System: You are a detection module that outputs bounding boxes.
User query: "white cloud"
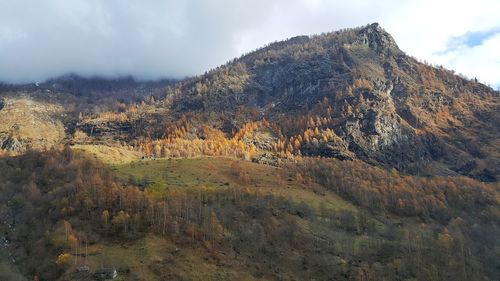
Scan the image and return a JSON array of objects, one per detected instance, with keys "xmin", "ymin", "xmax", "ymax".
[{"xmin": 0, "ymin": 0, "xmax": 500, "ymax": 87}]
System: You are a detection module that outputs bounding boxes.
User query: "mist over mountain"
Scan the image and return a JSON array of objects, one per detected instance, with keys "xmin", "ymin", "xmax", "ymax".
[{"xmin": 0, "ymin": 23, "xmax": 500, "ymax": 281}]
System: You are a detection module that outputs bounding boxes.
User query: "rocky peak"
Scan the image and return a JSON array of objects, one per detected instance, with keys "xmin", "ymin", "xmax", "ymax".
[{"xmin": 359, "ymin": 23, "xmax": 399, "ymax": 51}]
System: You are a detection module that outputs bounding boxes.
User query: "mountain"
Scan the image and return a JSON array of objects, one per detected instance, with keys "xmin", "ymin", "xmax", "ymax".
[
  {"xmin": 0, "ymin": 24, "xmax": 500, "ymax": 281},
  {"xmin": 75, "ymin": 23, "xmax": 500, "ymax": 181}
]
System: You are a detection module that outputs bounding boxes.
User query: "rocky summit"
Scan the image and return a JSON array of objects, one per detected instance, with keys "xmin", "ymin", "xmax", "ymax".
[{"xmin": 0, "ymin": 23, "xmax": 500, "ymax": 281}]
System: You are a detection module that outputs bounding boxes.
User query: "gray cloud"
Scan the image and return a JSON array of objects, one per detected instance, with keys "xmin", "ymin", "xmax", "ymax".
[{"xmin": 0, "ymin": 0, "xmax": 498, "ymax": 86}]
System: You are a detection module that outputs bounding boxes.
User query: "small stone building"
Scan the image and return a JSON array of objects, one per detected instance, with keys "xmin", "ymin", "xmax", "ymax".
[{"xmin": 94, "ymin": 267, "xmax": 118, "ymax": 280}]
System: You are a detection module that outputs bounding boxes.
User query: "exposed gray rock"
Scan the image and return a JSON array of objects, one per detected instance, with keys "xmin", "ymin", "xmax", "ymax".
[{"xmin": 0, "ymin": 135, "xmax": 24, "ymax": 151}]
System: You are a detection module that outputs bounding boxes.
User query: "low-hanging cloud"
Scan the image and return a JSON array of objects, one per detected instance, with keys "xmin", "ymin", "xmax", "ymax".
[{"xmin": 0, "ymin": 0, "xmax": 500, "ymax": 87}]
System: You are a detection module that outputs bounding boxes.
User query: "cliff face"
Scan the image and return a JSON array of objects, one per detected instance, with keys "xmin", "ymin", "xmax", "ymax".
[{"xmin": 159, "ymin": 23, "xmax": 500, "ymax": 180}]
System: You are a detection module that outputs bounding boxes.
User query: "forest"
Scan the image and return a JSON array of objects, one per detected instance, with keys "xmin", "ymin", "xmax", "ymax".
[{"xmin": 0, "ymin": 146, "xmax": 500, "ymax": 280}]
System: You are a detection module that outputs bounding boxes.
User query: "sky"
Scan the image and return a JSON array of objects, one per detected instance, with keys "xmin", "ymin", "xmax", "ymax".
[{"xmin": 0, "ymin": 0, "xmax": 500, "ymax": 88}]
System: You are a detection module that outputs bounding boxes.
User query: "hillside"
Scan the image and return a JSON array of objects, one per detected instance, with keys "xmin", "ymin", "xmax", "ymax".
[
  {"xmin": 72, "ymin": 24, "xmax": 500, "ymax": 181},
  {"xmin": 0, "ymin": 24, "xmax": 500, "ymax": 281}
]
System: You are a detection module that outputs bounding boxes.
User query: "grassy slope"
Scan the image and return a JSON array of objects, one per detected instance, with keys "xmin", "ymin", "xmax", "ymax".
[
  {"xmin": 53, "ymin": 154, "xmax": 356, "ymax": 280},
  {"xmin": 73, "ymin": 144, "xmax": 142, "ymax": 165},
  {"xmin": 114, "ymin": 157, "xmax": 355, "ymax": 210}
]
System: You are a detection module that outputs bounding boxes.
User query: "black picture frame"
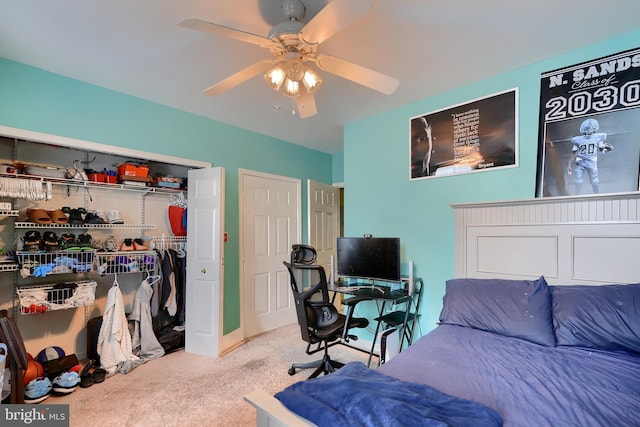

==============================

Filtrez les enregistrements ci-dessus en recopiant chaque ligne qui contient la chaîne « gray ». La casse compte.

### Résultat obtenu
User query: "gray cloud"
User query: "exposed gray rock"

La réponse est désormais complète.